START DATASET ENTRIES

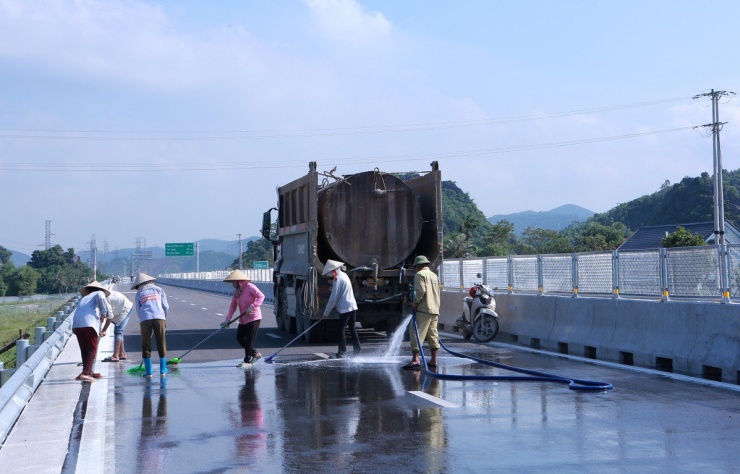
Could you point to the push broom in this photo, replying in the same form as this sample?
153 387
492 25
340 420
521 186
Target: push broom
177 360
269 359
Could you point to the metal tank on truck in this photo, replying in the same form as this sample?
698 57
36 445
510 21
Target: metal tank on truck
375 222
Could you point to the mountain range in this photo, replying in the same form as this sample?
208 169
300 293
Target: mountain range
554 219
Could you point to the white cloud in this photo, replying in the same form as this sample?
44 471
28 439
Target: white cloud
347 21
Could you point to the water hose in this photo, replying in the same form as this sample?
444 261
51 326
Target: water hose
269 358
531 375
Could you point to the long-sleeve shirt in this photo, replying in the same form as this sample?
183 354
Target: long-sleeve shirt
151 303
120 305
342 296
426 291
248 294
90 310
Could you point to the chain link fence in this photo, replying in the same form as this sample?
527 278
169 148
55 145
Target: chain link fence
702 273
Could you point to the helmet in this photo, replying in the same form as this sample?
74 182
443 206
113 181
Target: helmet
331 265
142 278
94 286
236 275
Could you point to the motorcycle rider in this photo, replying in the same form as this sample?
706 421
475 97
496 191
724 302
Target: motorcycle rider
426 304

END DATASET ENTRIES

WORK REQUIRED | Your reply should consist only of the lines running from the line with "Could you point to the motorcycle" to the end of the listing, retyped exactly.

FINISHED TASK |
Could you point to the motorcycle rider in this photo, replying in the same form as this sample?
706 421
475 97
496 191
724 302
Target: motorcycle rider
426 304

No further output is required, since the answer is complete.